The problem> Copy out all the entries exactly.

-- BEGIN Dataset excerpts --

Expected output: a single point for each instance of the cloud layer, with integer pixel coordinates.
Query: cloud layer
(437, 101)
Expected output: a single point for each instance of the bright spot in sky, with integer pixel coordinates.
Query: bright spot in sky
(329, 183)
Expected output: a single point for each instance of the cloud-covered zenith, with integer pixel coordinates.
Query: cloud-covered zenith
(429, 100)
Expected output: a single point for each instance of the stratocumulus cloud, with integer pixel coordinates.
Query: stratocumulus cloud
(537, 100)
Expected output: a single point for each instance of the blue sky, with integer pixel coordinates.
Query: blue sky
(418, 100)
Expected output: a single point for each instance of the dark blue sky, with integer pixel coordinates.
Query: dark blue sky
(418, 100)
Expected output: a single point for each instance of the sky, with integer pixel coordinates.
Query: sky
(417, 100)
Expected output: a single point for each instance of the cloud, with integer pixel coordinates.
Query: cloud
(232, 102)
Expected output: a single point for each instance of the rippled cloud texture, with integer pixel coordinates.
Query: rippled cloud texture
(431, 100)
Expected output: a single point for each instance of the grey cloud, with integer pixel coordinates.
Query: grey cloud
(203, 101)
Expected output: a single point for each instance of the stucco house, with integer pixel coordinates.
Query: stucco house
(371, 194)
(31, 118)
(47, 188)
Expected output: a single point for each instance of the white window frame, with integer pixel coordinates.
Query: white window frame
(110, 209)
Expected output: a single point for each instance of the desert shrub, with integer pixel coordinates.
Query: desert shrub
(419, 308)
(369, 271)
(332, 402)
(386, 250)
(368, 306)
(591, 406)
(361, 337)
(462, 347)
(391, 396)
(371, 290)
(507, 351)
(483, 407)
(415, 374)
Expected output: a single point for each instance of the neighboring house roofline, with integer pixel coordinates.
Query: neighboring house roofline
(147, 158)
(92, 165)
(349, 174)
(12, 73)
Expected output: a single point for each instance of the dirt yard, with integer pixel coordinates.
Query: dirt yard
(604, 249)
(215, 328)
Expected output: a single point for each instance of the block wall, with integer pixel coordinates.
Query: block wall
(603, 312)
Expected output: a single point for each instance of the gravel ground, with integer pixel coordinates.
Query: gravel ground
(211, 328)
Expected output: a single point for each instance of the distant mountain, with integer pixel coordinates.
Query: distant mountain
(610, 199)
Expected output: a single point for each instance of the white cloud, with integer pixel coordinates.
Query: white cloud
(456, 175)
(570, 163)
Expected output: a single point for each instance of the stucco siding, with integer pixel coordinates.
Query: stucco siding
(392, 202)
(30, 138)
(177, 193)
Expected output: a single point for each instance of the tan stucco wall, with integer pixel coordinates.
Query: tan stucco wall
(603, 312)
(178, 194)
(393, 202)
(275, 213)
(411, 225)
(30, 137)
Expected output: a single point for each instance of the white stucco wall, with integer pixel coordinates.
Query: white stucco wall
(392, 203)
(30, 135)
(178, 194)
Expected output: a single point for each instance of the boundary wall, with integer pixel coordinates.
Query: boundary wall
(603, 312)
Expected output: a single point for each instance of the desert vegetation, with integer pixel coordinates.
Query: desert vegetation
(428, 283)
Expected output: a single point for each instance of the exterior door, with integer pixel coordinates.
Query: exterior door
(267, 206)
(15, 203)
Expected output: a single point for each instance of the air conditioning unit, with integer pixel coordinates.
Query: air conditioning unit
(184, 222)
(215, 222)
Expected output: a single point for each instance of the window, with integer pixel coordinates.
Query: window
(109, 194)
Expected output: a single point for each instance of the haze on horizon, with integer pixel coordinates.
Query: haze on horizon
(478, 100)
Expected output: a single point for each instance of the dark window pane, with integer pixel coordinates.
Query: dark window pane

-- END Dataset excerpts --

Finished task>
Expected output: a single point for each instance of the cloud layer, with integer pixel coordinates.
Query: cloud layer
(437, 101)
Expected output: a single point for each instance of the bright spot in sky, with integer pixel coordinates.
Query: bright spot in sky
(329, 183)
Expected output: a single point for each instance of the cloud-covered zenith, with integer pixel coordinates.
Query: cloud-covered zenith
(429, 100)
Expected output: a single point for each instance of the stratocumulus cloud, with integer pixel coordinates.
Query: stratocumulus cloud
(537, 100)
Expected output: a single point for each instance of the blue sky, with integer pixel coordinates.
Query: blue sky
(418, 100)
Expected output: a single point for each instance of the dark blue sky, with integer pixel coordinates.
Query: dark blue sky
(418, 100)
Expected output: a single point for each instance of the sky, with integer pixel coordinates.
Query: sky
(417, 100)
Expected output: a single point for each instance of the cloud, with integer pixel coordinates.
Query: cloud
(232, 102)
Expected output: a single point for each instance of the rippled cloud texture, with integer pixel coordinates.
Query: rippled cloud texture
(431, 100)
Expected output: a single point for each instance of the grey cloud, with integer pixel coordinates.
Query: grey cloud
(203, 101)
Expected output: a single point for each instance of the stucco house, with integer pixel coordinates.
Query: stucco house
(371, 194)
(31, 118)
(47, 188)
Expected output: a single point for each instance of the white window frame, with integer pixel coordinates.
Query: white window frame
(110, 209)
Expected output: a single point for each instance of the desert shrub, with integer pixel coordinates.
Query: desert shrub
(419, 308)
(369, 271)
(332, 402)
(386, 250)
(368, 306)
(591, 406)
(361, 337)
(462, 347)
(391, 396)
(371, 290)
(507, 351)
(483, 407)
(415, 374)
Expected output: a single point for each instance of the neighboring house roofline, with integer pixel coordinates.
Query: neighboring house roofline
(147, 158)
(92, 165)
(349, 174)
(12, 73)
Expected output: a single point for each instance of the dirt yard, with integer pixel coordinates.
Query: dirt yard
(604, 249)
(215, 328)
Expected output: a single point for each instance of the block wall, with integer pixel coordinates.
Query: block wall
(603, 312)
Expected output: a single point for each instance of the gravel ground, with integer pixel coordinates.
Query: gravel ground
(211, 328)
Expected output: a single point for each instance of the distant mountain, with integer pixel coordinates.
Query: distant mountain
(610, 199)
Expected output: a single point for each instance of the white cloud, with integer pixel coordinates.
Query: white cloud
(456, 175)
(570, 163)
Expected output: a single point for each instance of the stucco siding, with integer pixel coordinates.
Query: stucco siding
(392, 202)
(30, 138)
(177, 193)
Expected output: a single point for each instance of the tan stucco wall, with integer pixel coordinates.
Query: tan stucco wall
(603, 312)
(178, 194)
(393, 202)
(275, 213)
(411, 225)
(30, 137)
Expected output: a single point for each instance of the white stucco wall, with integer pixel coordinates.
Query: white stucco wall
(392, 203)
(30, 135)
(178, 194)
Expected output: a single point for each instance of the boundary wall, with integer pixel coordinates.
Query: boundary wall
(603, 312)
Expected output: a single point for each instance of the desert vegetation, with integer pixel coordinates.
Query: desert vegetation
(428, 283)
Expected output: a single point for each instance of the exterior door, with integer pixel coordinates.
Query: exterior door
(267, 206)
(15, 203)
Expected output: a single point for each instance of the air conditioning unit, with integer pixel coordinates.
Query: air conditioning unit
(184, 222)
(215, 222)
Expected output: a single point for each instance of the window, with integer pixel coordinates.
Query: window
(109, 194)
Expected output: a single point for each instance of the haze on horizon, with integer pixel coordinates.
Query: haze on horizon
(478, 100)
Expected output: a single point for each instance of the dark window pane, with integer pixel coordinates.
Query: dark window pane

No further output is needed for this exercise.